>> START Given records

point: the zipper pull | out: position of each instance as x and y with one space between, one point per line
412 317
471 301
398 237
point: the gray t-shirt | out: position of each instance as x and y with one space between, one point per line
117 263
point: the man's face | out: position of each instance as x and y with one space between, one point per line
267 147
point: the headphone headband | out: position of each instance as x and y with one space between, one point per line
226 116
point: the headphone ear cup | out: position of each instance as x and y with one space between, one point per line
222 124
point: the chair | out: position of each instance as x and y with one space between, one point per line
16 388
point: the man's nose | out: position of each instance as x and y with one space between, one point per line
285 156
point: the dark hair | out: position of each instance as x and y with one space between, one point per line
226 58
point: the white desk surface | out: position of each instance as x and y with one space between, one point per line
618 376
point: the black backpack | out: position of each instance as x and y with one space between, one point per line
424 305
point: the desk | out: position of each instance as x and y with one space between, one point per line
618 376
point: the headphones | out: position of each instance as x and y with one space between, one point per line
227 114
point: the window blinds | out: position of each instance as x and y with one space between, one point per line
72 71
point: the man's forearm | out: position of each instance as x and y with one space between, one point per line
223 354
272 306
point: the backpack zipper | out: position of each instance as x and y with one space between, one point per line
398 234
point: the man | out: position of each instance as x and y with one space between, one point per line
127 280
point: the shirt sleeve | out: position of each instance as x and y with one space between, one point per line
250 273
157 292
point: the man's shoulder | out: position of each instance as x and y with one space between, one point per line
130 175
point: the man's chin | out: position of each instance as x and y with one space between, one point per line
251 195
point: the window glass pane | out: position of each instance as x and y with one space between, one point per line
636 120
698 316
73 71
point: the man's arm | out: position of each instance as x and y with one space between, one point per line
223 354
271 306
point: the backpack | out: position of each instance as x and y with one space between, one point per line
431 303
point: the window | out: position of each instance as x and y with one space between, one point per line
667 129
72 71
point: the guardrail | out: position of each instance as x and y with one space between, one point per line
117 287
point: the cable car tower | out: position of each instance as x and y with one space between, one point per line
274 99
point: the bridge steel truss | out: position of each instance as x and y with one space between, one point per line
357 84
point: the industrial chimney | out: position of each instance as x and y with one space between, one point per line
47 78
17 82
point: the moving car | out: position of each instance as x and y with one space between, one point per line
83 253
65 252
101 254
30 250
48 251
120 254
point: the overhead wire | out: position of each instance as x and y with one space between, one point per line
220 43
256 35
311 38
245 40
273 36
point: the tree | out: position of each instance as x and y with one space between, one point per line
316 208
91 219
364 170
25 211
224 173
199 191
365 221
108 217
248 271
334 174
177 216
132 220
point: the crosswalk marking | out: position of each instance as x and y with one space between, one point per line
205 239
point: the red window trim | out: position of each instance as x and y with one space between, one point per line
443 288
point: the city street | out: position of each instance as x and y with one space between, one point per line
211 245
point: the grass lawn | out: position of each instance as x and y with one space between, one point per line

>> END Given records

▸ **Exercise prompt**
Rewrite all of the data above, putting "a single space" in place of every "one space" and keeping everything else unchanged.

▸ **Output for this task**
point: the zipper pull | out: position of each instance as x and y with a single space between, one point per line
412 317
471 301
398 237
point: the gray t-shirt | out: position of each instance as x and y with a single space between, one point per line
117 263
point: the man's face | out: position of each instance as x and y with a single space between, one point per line
267 147
point: the headphone headband | out: position of each instance as x and y with a single space between, one point per line
226 116
point: the headphone ear cup | out: position of each instance as x and y with a single space between, one point per line
222 124
point: the chair | out: position of each instance as x and y with a single space between, one point per line
16 388
point: the man's nose | out: position of each instance as x and y with a single space between, one point per line
285 156
point: the dark hair | out: position of each instance as x and y with a single space between, one point per line
226 58
point: the white desk surface | out: position of each instance as x and y with a single space between, one point per line
618 376
point: the black backpack | out: position of each instance as x and y with a single space between, one point per line
424 305
point: the desk | out: position of each instance as x and y with a single space between, one point per line
618 376
point: the headphones | out: position of each instance as x and y with a single space between, one point per line
227 114
point: the window blinds | out: position of each instance as x and y with a single space between, one point per line
72 71
point: the man's forearm | out: position of each instance as x and y with a single space between, one point per line
223 354
272 306
point: the backpack zipper | out: position of each instance as x and y with a single space between, one point per line
398 234
point: the man | out: position of each instance as x and y with a single space between, one point per line
127 280
point: the shirt sleeve | out: position of each instance as x and y with a single space between, one point per line
250 273
157 292
point: the man's shoulder | out: position of each instance as x and y with a single space between, one point per line
130 175
point: the man's chin | out: position of each instance as x and y with a single space between, one point per line
251 195
point: the window glass pane | out: position of each instance as x and y with a single space between, one point per line
636 120
698 316
73 71
point: the man's arm | out: position of each instance as x and y with a single space between, one point per line
223 354
271 306
point: the backpack | out: position of each instance as x and y with a single space between, one point per line
431 303
point: the window | out: position of each instance as x and y with a single space between, one point per line
667 129
72 71
point: the guardrail | out: position of each instance as x and y with a single space between, one point per line
117 287
point: the cable car tower | out: position of each instance as x and y with a single space between, one point per line
274 99
point: the bridge steel truss | out: position of each instance as x and y with a single space between, one point per line
357 84
point: the industrial chimney | out: position of each instance as x and y with a single space between, one point per line
47 78
17 82
point: the moving car | out: position of each instance as x and y with a single space between, one point per line
83 253
65 252
101 254
30 250
48 251
120 254
point: the overhead wire | out: position of each instance as x and y with a single space between, one point per line
220 43
256 35
311 38
245 40
273 36
point: the tree | out: position of each instance as x and y with a single space between, one point per line
316 208
91 219
364 170
25 211
224 173
199 191
365 221
108 217
248 271
334 174
177 216
132 220
point: the crosswalk marking | out: position of each instance as x and y with a single space between, one point per line
205 239
point: the red window trim | out: position of each instance as x and y with a single space between, one point per line
443 288
point: the city street | out: position of each instance as x and y with a single space between, one point per line
211 245
point: the grass lawn | out: position of each instance as x and y with a single space between, one point per line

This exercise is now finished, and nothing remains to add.